Dopo 3 decenni di conflitti, attacchi da estremisti, siccità, malattie e locuste, la Somalia ha un sistema sanitario troppo fragile per reggere la minaccia del coronavirus.
Quando, lo scorso 16 marzo, è stato annunciato il primo caso di coronavirus in Somalia, uno dei Paesi più poveri al mondo ha tremato ancora di più. Del resto, quasi tre decenni di conflitti, gli attacchi da parte di estremisti, la siccità, le malattie e una invasione di locuste hanno avuto un enorme impatto sulla sua popolazione. Le frequenti inondazioni, le carestie e la guerra hanno distrutto il sistema idrico del Paese: oggi solo il 30% dei somali ha accesso all’acqua potabile.
La Somalia è, oggi, classificata nella 194a posizione, su 195 Paesi, dal “Johns Hopkins Global Health Security Index” (2019), poiché presenta numerose criticità, in diversi ambiti: dalla gestione delle emergenze alla capacità di rispondere alle stesse, dalle attività di controllo delle più comune infezioni all’accesso all’assistenza sanitaria.
Lo ha confermato, recentemente, anche il Ministro della Sanità, Fawsia Abikar: in Somalia, mancano le attrezzature essenziali utili per effettuare le terapie intensive di cui i pazienti colpiti da COVID-19, a volte senza fiato, hanno un disperato bisogno e sono disponibili meno di 20 letti nell’ambito delle unità di terapia intensiva.

* [Fonte dei dati]
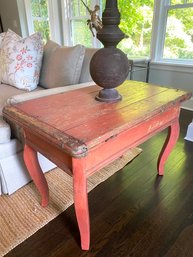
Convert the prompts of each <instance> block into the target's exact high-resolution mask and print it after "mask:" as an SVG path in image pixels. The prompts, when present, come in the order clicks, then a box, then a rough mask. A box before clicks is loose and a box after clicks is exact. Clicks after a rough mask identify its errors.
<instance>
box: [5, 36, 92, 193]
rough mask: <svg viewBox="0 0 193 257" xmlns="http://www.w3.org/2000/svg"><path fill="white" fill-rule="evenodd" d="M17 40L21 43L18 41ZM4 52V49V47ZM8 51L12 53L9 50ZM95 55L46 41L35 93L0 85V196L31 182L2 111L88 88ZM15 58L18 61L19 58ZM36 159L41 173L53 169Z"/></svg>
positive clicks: (89, 52) (45, 160) (15, 137)
mask: <svg viewBox="0 0 193 257" xmlns="http://www.w3.org/2000/svg"><path fill="white" fill-rule="evenodd" d="M4 35H5V34H4V33H2V34H0V48H1V43H2V44H3V42H2V39H3V36H4ZM17 40H19V41H20V40H21V39H19V38H17ZM12 47H13V46H12ZM4 48H5V49H6V46H5V44H4ZM9 50H10V51H11V49H9ZM95 51H96V49H86V48H85V47H84V46H82V45H77V46H75V47H60V46H59V45H58V44H56V43H54V42H52V41H49V42H48V43H47V44H46V45H45V46H44V51H43V60H42V63H41V72H40V80H39V85H38V86H37V88H36V89H34V90H33V91H31V92H27V91H26V90H28V91H30V90H32V89H33V88H31V89H29V88H27V89H26V88H22V89H20V88H17V87H15V86H13V85H10V84H8V83H9V80H6V84H5V83H4V82H2V83H1V84H0V194H2V193H4V194H11V193H13V192H15V191H16V190H17V189H19V188H20V187H22V186H23V185H25V184H27V183H28V182H29V181H30V180H31V178H30V177H29V175H28V173H27V172H26V167H25V165H24V162H23V144H22V142H21V141H20V140H18V138H19V136H18V134H17V133H18V131H14V130H13V129H11V127H10V124H8V123H7V122H6V121H5V120H3V117H2V109H3V107H4V106H5V105H6V104H14V103H17V102H20V101H25V100H28V99H32V98H39V97H43V96H44V95H49V94H56V93H60V92H65V91H69V90H73V89H76V88H81V87H85V86H88V85H91V84H92V82H91V83H87V82H89V81H91V77H90V75H89V62H90V58H91V57H92V55H93V54H94V53H95ZM3 58H4V57H2V55H0V74H1V76H0V77H1V81H2V80H3V81H4V80H5V78H7V76H5V74H4V76H2V73H1V71H2V70H1V67H2V66H3V65H4V64H3V62H2V60H3ZM17 58H18V60H20V59H21V57H20V56H18V57H17ZM28 58H30V57H28ZM29 66H30V64H29ZM2 77H3V78H2ZM22 82H24V81H22ZM25 82H26V81H25ZM27 82H28V81H27ZM27 82H26V83H27ZM85 82H86V83H85ZM38 158H39V161H40V165H41V167H42V170H43V171H44V172H46V171H48V170H50V169H52V168H54V167H55V165H54V164H53V163H51V162H50V161H48V160H47V159H46V158H45V157H44V156H42V155H41V154H39V155H38Z"/></svg>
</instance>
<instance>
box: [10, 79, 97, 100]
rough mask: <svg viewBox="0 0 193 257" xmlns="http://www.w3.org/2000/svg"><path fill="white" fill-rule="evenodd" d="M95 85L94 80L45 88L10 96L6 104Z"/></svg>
mask: <svg viewBox="0 0 193 257" xmlns="http://www.w3.org/2000/svg"><path fill="white" fill-rule="evenodd" d="M93 85H94V82H86V83H80V84H75V85H69V86H64V87H56V88H51V89H44V90H38V91H34V92H29V93H25V94H20V95H16V96H12V97H10V98H9V99H8V100H7V102H6V105H13V104H17V103H20V102H24V101H27V100H32V99H36V98H40V97H44V96H48V95H54V94H59V93H63V92H67V91H71V90H76V89H79V88H84V87H89V86H93Z"/></svg>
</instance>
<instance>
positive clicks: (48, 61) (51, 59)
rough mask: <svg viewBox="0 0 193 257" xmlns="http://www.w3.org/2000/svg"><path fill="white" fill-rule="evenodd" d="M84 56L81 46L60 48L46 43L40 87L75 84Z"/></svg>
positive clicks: (53, 43)
mask: <svg viewBox="0 0 193 257" xmlns="http://www.w3.org/2000/svg"><path fill="white" fill-rule="evenodd" d="M84 55H85V47H84V46H83V45H76V46H73V47H61V46H59V45H58V44H57V43H55V42H53V41H48V42H47V44H46V45H45V47H44V57H43V62H42V71H41V76H40V82H39V83H40V85H41V86H42V87H45V88H53V87H63V86H67V85H73V84H77V83H78V82H79V79H80V74H81V70H82V63H83V60H84Z"/></svg>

* [Problemi da risolvere]
1. Rispondi a queste domande sul testo relativo alla Somalia, una per riga.
(a) In che giorno è stato annunciato il primo caso di coronavirus in Somalia?
(b) Quale percentuale di somali ha accesso all'acqua potabile?
(c) In quale posizione si trova la Somalia nel "Johns Hopkins Global Health Security Index" (2019)?
2. Prosegui il testo sulla Somalia a partire dalla sua ultima frase.
I record costituiscono materiale a sé, distinto dal testo.

* [Risultati dell'esercizio]
1.
(a) Il 16 marzo.
(b) Il 30%.
(c) Nella 194a posizione su 195 Paesi.

2.
La Somalia non ha, inoltre, la capacità di diagnosticare il virus; ciò significa che i campioni vengono inviati all’estero e i risultati vengono comunicati con un ritardo di oltre una settimana. Il destino della Somalia dipende anche da un’altra criticità, ancora più pericolosa: il gruppo estremista di al-Shabab, legato ad al-Qaida, che controlla alcune zone delle regioni centrali e meridionali del Paese.
“Ciò che è accaduto in passato, in occasione di altre epidemie, come il colera nel 2017, ci rendono consapevoli sul fatto che sia improbabile che questi gruppi consentano alle organizzazioni umanitarie di accedere alle aree più bisognose bisognose”, ha dichiarato il direttore della Somalia per Azione Contro la Fame, Ahmed Khalif. Circa sei milioni di somali vivono in condizioni precarie. “Un focolaio della malattia – ha aggiunto Khalif –sarebbe catastrofico per chi è già vulnerabile”.
Azione Contro la Fame lavora a beneficio delle comunità più deboli in Somalia da oltre 20 anni, realizzando programmi alimentari a favore dei bambini malnutriti nella capitale, Mogadiscio, e cercando di favorire l’accesso alle cure mediche.